Source =
— START —
I'll do sand and stone in this batch of purchased trees.  I'll also throw 50-100# of sand and the same in manure on top of the compost of the 2 trees planted.

I do have quite a bit of clay under my topsoil so as already noted, I'm taking the backhoe and digging a big hole for the trees and bringing in more nutrient rich materials.

Glad to get a 2nd vote for Starks.

*What's a good fertilizing technique? * I have plenty of urea, triple-19, lime as well as your garden variety MiracleGro type fertilizers already in hand but don't want to apply anything without guidance.


----------



## FrancSevin

bczoom said:


> I'll do sand and stone in this batch of purchased trees. I'll also throw 50-100# of sand and the same in manure on top of the compost of the 2 trees planted.
> 
> I do have quite a bit of clay under my topsoil so as already noted, I'm taking the backhoe and digging a big hole for the trees and bringing in more nutrient rich materials.
> 
> Glad to get a 2nd vote for Starks.
> 
> *What's a good fertilizing technique? *I have plenty of urea, triple-19, lime as well as your garden variety MiracleGro type fertilizers already in hand but don't want to apply anything without guidance.


 
Go easy on the lime as Apple trees like a slightly acid soil. A little Organic sulfur and Potasium (Potash) and phosphate. There will be plenty of nitrogen in the manure so go lightly there. Potash gives you more blooms and fruit. Phosphate gives you strong roots. Nitrogen gives you green growth, leaves and stems. Great for grass and lettuce, not so much for fruits.

Three symbols on fertilizer NPP. Lawn fertilizers say 30-10-10. Not good for fruit trees. Use a 10-10-10 or individual amendments. mix in the backfill soil. Again, get your PH slightly negative. 6.6-6.7 is ideal.


----------



## bczoom

Sounds like MiracleGro???
— END —
Provided information =
— START —
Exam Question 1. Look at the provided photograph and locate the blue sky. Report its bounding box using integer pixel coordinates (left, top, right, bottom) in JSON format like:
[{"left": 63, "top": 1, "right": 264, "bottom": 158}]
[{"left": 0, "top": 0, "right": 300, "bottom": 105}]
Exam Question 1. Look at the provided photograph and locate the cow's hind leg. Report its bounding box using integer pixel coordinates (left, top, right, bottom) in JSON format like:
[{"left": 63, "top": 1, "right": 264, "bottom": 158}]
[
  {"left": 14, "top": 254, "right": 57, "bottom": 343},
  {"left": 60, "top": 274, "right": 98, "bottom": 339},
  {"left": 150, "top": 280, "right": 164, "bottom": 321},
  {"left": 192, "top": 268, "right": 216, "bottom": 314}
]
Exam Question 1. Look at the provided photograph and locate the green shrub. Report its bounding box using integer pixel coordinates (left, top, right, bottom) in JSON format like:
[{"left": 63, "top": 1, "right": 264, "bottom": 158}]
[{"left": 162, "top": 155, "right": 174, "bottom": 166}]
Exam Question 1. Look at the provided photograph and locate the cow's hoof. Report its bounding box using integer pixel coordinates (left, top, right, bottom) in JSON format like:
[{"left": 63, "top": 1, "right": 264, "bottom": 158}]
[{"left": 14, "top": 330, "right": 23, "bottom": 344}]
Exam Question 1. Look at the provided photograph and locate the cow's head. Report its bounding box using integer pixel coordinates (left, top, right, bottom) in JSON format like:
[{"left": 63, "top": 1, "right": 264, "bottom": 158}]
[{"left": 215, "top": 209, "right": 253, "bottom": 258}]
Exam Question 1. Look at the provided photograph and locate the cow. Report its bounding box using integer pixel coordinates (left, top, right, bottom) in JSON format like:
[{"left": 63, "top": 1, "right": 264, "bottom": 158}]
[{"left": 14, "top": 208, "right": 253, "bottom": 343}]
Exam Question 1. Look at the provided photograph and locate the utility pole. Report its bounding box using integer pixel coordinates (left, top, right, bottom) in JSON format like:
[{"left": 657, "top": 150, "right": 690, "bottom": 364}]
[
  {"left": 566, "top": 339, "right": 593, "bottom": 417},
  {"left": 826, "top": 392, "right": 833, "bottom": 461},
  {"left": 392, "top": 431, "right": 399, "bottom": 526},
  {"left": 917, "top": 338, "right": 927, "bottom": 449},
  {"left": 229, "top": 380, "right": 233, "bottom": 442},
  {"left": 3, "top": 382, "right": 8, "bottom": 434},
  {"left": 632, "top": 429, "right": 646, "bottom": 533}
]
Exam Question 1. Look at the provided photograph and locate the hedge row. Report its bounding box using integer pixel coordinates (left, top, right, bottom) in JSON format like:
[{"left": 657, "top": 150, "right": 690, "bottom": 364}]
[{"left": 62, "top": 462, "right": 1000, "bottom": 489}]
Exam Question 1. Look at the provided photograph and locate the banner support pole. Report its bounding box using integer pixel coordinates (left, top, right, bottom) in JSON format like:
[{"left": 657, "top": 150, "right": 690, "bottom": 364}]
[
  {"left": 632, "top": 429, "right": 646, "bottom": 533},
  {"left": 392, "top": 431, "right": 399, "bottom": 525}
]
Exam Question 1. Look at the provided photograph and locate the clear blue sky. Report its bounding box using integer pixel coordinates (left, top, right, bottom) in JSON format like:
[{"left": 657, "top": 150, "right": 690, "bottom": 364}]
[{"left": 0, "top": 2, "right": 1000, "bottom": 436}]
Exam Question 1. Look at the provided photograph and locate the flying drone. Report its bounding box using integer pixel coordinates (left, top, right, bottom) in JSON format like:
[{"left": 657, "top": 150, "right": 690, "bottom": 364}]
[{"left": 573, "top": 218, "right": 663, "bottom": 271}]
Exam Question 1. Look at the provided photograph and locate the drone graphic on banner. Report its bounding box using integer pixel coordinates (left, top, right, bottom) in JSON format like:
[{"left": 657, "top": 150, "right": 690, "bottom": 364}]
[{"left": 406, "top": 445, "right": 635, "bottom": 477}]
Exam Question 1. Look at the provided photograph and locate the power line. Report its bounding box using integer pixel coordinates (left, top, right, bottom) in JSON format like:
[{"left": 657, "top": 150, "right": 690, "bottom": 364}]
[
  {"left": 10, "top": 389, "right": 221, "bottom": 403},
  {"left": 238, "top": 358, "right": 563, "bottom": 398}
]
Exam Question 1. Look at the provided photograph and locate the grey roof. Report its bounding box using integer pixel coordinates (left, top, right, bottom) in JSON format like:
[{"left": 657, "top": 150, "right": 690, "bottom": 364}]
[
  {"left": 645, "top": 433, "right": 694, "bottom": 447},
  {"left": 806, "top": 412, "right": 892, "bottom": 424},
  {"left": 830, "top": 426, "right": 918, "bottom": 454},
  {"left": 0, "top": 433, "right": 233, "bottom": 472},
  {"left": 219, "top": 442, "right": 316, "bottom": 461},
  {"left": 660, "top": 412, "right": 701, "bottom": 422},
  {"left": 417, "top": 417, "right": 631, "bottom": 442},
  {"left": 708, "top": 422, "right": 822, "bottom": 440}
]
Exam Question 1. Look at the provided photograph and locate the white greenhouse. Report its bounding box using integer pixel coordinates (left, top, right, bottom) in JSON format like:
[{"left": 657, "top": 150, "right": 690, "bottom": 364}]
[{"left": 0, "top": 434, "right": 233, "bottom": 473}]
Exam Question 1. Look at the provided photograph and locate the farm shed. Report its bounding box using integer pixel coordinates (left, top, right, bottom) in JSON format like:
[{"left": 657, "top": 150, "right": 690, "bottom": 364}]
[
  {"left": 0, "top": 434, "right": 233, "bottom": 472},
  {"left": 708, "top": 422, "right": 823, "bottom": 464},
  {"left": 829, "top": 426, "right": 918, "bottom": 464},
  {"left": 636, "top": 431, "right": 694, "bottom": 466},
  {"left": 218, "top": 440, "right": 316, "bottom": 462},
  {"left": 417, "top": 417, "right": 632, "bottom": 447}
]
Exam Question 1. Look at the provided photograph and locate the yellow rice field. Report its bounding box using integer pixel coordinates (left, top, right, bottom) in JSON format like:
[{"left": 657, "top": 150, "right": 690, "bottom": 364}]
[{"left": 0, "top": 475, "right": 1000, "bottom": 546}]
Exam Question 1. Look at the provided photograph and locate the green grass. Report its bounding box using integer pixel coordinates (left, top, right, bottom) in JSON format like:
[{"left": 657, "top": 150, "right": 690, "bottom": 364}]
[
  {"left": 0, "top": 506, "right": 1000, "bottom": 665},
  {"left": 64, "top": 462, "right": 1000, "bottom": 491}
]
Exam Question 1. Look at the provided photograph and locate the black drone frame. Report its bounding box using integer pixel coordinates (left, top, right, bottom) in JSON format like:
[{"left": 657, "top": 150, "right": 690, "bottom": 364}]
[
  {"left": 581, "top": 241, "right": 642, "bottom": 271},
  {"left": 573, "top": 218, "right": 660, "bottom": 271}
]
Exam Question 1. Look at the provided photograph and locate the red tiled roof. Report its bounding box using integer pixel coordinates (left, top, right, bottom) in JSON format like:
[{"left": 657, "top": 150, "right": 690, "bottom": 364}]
— END —
Exercise set =
[A] List every fertilizer that the forum thread says bczoom already has on hand.
[B] Rewrite the stretch from "Go easy on the" through "Sounds like MiracleGro???" in the forum thread, changing "Potash" to "Sulfate of potash".

Solution list =
[A] urea; triple-19; lime; garden variety MiracleGro type fertilizers

[B]
Go easy on the lime as Apple trees like a slightly acid soil. A little Organic sulfur and Potasium (Sulfate of potash) and phosphate. There will be plenty of nitrogen in the manure so go lightly there. Sulfate of potash gives you more blooms and fruit. Phosphate gives you strong roots. Nitrogen gives you green growth, leaves and stems. Great for grass and lettuce, not so much for fruits.

Three symbols on fertilizer NPP. Lawn fertilizers say 30-10-10. Not good for fruit trees. Use a 10-10-10 or individual amendments. mix in the backfill soil. Again, get your PH slightly negative. 6.6-6.7 is ideal.


----------



## bczoom

Sounds like MiracleGro???